Point-based annotation data:
——————
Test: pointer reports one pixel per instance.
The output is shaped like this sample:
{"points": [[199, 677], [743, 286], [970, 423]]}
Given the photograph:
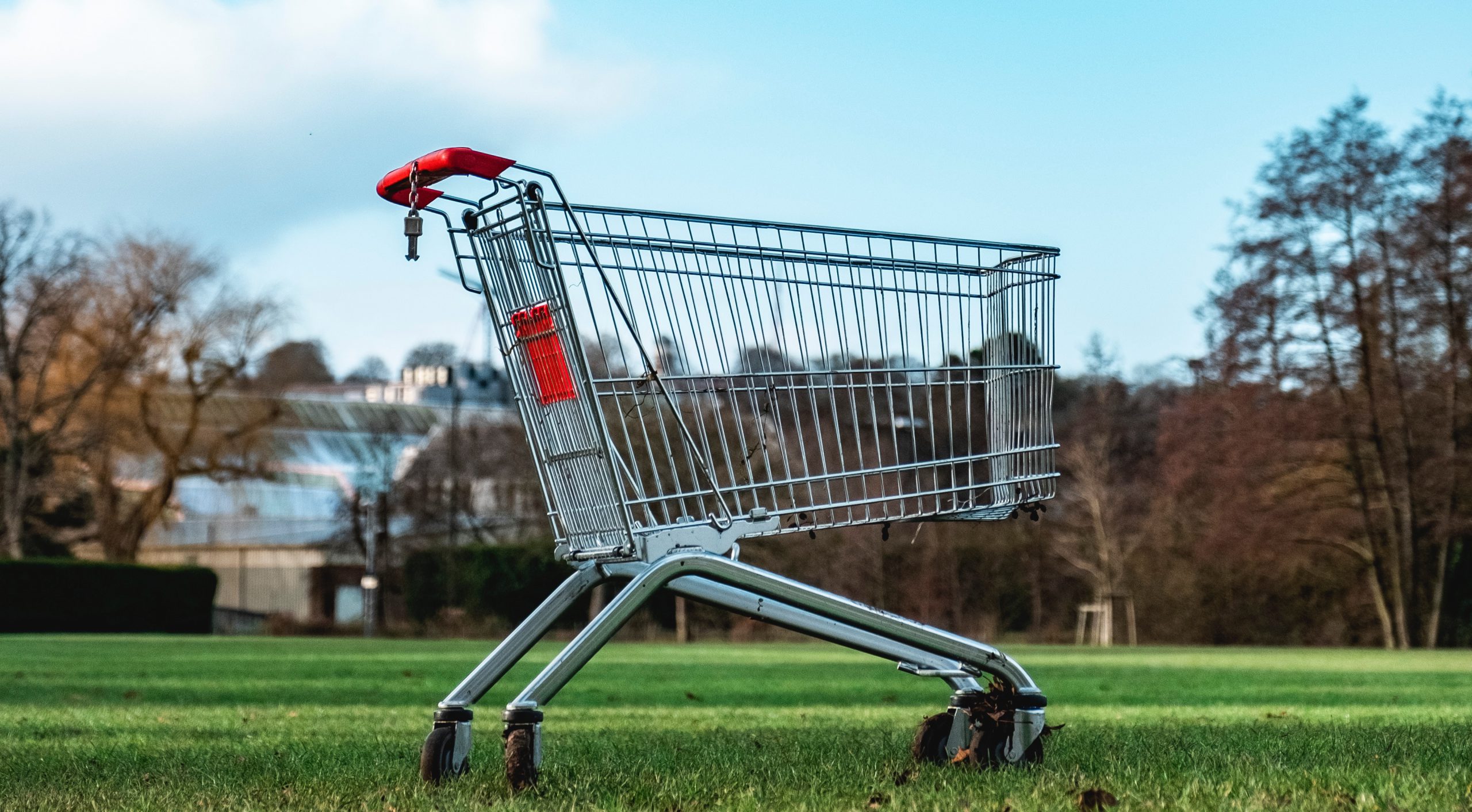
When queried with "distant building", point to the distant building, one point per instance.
{"points": [[477, 386], [283, 545]]}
——————
WHAT YOU WILL DO —
Please rewrite the items above, renaming "distant building" to "far-off building" everywhere and leaving all other text unchanged. Leave out the pictures.

SOLUTION TO THE PROBLEM —
Test: pointer reports one pixel per instance.
The output is shaped like this sample:
{"points": [[199, 677], [743, 286], [970, 423]]}
Given the photograph:
When queried with "far-off building", point to the far-off building, one point per instance.
{"points": [[477, 386], [283, 545]]}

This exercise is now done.